INTERVENÇÃO TRIGÉSIMA QUINTA:
(II):
(II):
O Pensamento sengoriano conheceu no período da sua juventude um episódio de racismo, quão breve e, quão efémero, conceptualizado sob a famigerada fórmula sartriana designada de “racisme antiraciste”. De anotar, em jeito de precisão oportuna, que esta fórmula em apreço e análise, foi assumida, num determinado momento por SENGHOR e rejeitada noutras ocasiões, tais como, por exemplo, no seu discurso pronunciado, a 21 Abril 1961, na Sorbone. Nesse dia, SENGHOR, no atinente à referida fórmula asseverá que:”Sartre n’a pas tout à fait raison”. Todavia, opostamente, na sua obra Négritude et humanisme (1964, p. 8) SENGHOR se fez exacto, ou seja:”La Négritude – asseverou – n’est donc pas racisme; si elle s’est faite d’abord raciste, c’était par antiracisme, comme l’a remarqué Jean-Paul Sartre, dans Orphée noir ».
De feito, SARTRE tinha forjado esta noção, em 1948, no prefácio que escreveu para uma antologia da poesia negra e malgaxe organizada então por SENGHOR, em que outorgou uma interpretação dialéctica da ideologia nascente: “En fait – asseverá SARTRE – la négritude apparaît comme le temps faible d’une progression dialectique; l’affirmation théorique et pratique de la suprématie du Blanc est la thèse; la position de la négritude comme valeur antithétique est le moment de la négativité. Mais ce moment négatif n’a pas de suffisance par lui-même et les Noirs qui en usent le savent for bien ; ils savent qu’il vise à préparer la synthèse ou réalisation de l’humain dans une société sans race. »
De sublinhar, porém, o que podia ser denominado racismo antiracista em SENGHOR legitimava duas coisas, designadamente:
---Primeiramente, pelo facto de desde a primeira Guerra Mundial, a questão racial e, mais precisamente, a “questão negra” se politizou, apoiada nesta dinâmica, pela rejuvenescência intelectual do panafricanismo que se organiza desde o início do século e da revolução de OUTUBRO na Rússia.

Registros da tarefa >>

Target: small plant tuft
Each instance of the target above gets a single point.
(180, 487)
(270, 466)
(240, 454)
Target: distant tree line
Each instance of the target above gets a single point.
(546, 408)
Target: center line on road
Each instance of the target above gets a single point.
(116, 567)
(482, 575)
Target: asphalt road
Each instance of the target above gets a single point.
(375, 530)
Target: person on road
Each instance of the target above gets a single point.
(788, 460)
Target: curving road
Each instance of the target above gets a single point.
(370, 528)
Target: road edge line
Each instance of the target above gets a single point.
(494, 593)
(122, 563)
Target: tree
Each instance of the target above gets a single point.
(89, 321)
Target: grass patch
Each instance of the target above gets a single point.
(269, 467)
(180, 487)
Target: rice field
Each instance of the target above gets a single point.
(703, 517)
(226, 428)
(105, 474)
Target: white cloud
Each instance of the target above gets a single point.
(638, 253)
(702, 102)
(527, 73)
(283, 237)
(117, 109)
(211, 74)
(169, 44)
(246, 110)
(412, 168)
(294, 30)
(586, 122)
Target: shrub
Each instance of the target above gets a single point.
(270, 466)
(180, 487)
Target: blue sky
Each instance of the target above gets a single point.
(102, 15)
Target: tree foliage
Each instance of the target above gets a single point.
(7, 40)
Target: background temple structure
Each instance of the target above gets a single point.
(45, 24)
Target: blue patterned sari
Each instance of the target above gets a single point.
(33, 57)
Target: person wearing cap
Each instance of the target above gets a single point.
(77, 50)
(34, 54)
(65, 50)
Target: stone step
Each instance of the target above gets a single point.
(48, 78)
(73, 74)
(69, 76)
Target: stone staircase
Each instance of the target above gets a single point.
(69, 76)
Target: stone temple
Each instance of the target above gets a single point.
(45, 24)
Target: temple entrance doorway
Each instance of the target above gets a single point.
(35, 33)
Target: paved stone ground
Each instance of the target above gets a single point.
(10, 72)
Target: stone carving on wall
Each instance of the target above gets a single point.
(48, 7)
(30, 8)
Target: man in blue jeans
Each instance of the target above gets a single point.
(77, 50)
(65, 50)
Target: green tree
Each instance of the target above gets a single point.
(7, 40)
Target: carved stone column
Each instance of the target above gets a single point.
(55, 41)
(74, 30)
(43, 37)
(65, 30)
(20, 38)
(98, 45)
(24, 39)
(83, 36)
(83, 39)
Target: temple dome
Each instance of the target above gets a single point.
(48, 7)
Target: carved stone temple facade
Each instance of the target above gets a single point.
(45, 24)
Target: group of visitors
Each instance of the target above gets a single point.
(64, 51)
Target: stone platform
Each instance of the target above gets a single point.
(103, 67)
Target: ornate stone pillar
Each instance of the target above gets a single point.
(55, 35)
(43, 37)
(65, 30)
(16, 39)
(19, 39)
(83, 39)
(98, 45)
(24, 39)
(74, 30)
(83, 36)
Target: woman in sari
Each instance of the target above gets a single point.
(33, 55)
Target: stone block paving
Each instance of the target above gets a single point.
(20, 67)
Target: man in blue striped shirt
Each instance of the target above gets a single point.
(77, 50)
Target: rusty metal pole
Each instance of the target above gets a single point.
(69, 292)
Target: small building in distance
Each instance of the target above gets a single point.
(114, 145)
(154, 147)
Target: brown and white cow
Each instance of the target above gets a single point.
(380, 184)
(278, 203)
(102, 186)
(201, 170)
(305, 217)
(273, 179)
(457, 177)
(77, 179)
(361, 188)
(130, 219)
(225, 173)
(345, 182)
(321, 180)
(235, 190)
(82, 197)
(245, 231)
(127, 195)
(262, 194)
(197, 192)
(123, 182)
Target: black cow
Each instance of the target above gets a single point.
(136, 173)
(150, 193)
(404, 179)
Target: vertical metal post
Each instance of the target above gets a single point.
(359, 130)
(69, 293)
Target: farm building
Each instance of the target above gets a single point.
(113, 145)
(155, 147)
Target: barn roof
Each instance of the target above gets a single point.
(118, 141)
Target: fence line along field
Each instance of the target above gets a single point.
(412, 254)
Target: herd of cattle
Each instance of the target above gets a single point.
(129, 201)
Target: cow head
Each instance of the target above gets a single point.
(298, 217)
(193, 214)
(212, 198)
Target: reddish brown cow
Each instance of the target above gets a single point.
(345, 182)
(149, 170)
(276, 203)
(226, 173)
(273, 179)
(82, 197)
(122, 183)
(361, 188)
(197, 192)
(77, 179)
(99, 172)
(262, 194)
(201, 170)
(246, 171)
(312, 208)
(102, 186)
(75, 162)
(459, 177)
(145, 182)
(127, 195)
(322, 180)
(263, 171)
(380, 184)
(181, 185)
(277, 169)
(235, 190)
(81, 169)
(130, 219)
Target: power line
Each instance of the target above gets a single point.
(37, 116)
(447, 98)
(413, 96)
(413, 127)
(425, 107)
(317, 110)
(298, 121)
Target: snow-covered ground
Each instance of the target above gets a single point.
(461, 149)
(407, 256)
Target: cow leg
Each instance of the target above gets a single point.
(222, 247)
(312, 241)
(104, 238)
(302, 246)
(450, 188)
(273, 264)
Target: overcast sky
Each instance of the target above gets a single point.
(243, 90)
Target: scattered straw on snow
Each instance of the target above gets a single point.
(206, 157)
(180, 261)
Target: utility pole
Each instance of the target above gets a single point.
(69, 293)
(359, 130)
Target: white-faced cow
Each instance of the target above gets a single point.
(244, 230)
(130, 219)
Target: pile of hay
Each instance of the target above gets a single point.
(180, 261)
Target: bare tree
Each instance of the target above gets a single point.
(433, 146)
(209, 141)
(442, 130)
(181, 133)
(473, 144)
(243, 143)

* * *

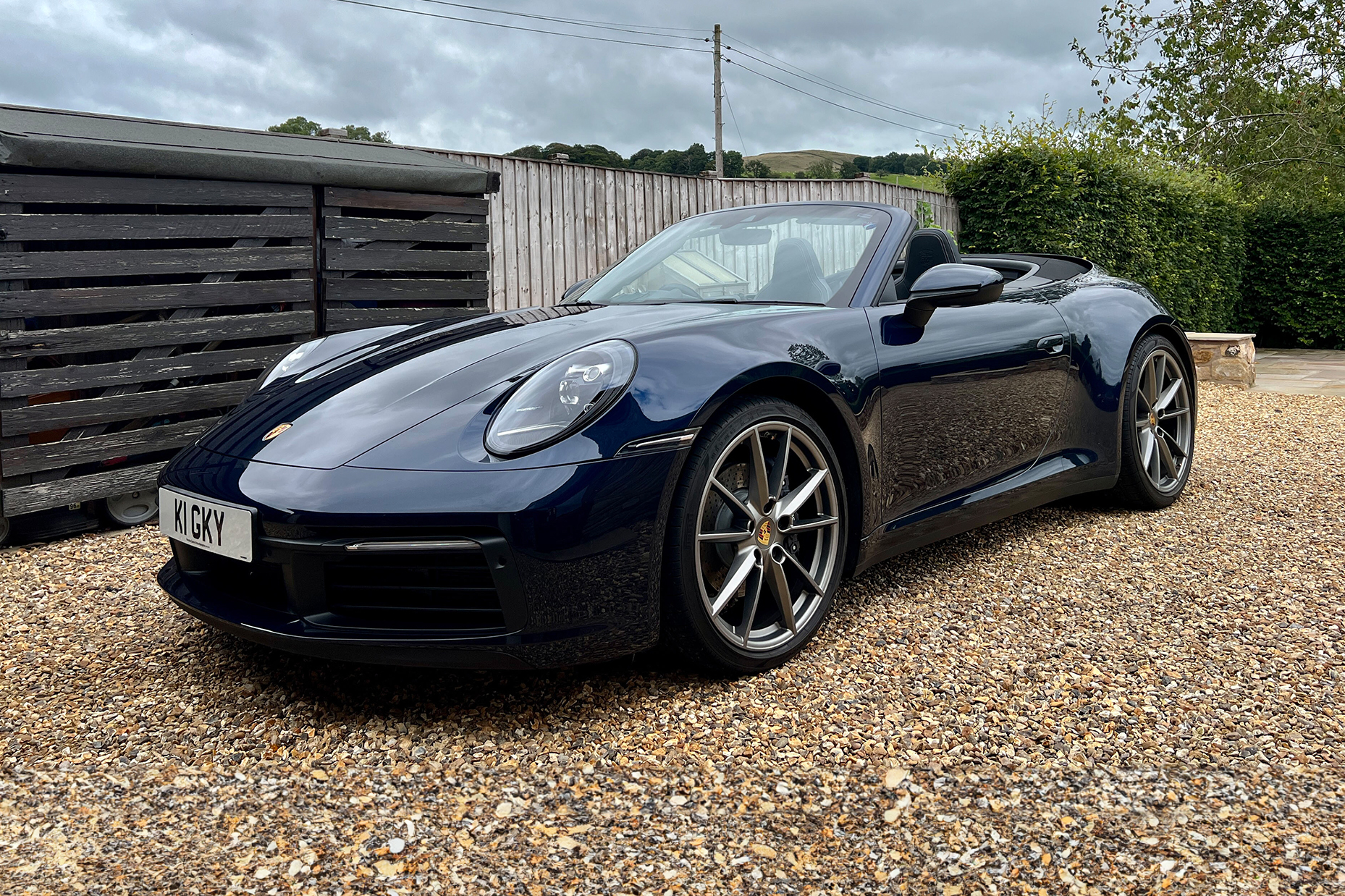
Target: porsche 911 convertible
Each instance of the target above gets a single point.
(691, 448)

Objetivo 1 >>
Selecione nos registros todas as linhas que contêm a palavra "snow" e copie cada uma delas. Maiúsculas e minúsculas devem ser diferenciadas.
Objetivo 2 >>
Prossiga com o trecho sobre Senghor e a fórmula sartriana do racismo antirracista, começando logo após a última frase apresentada.

Resultado final 1 >>
Target: snow-covered ground
Target: scattered straw on snow

Resultado final 2 >>
Ulteriormente, porque, em torno, do ano de 1929, a ideia de consciência racial desenvolvida por revistas especializadas e, não só, outrossim, revezada, através de uma nova literatura negra em gestação, vai determinar posturas e atitudes reivindicativas e militantes voltadas para a busca ou para a conquista da dignidade racial ao nível da intelligentsia negra na Europa.
(III):
E, no âmbito desta dinâmica e perspectiva, em SENGHOR, que vai lançar com os intelectuais antilhanos, Aimé CÉSAIRE (1913-2008) e Léon Gontran DAMAS (1912-1978), respectivamente, o movimento da négritude a patir do ano de 1932, o culto dos valores da raça e do “sang noir” vai se traduzir numa Literatura que se prolongará, ulteriormente, em elaborações teóricas mais ponderadas.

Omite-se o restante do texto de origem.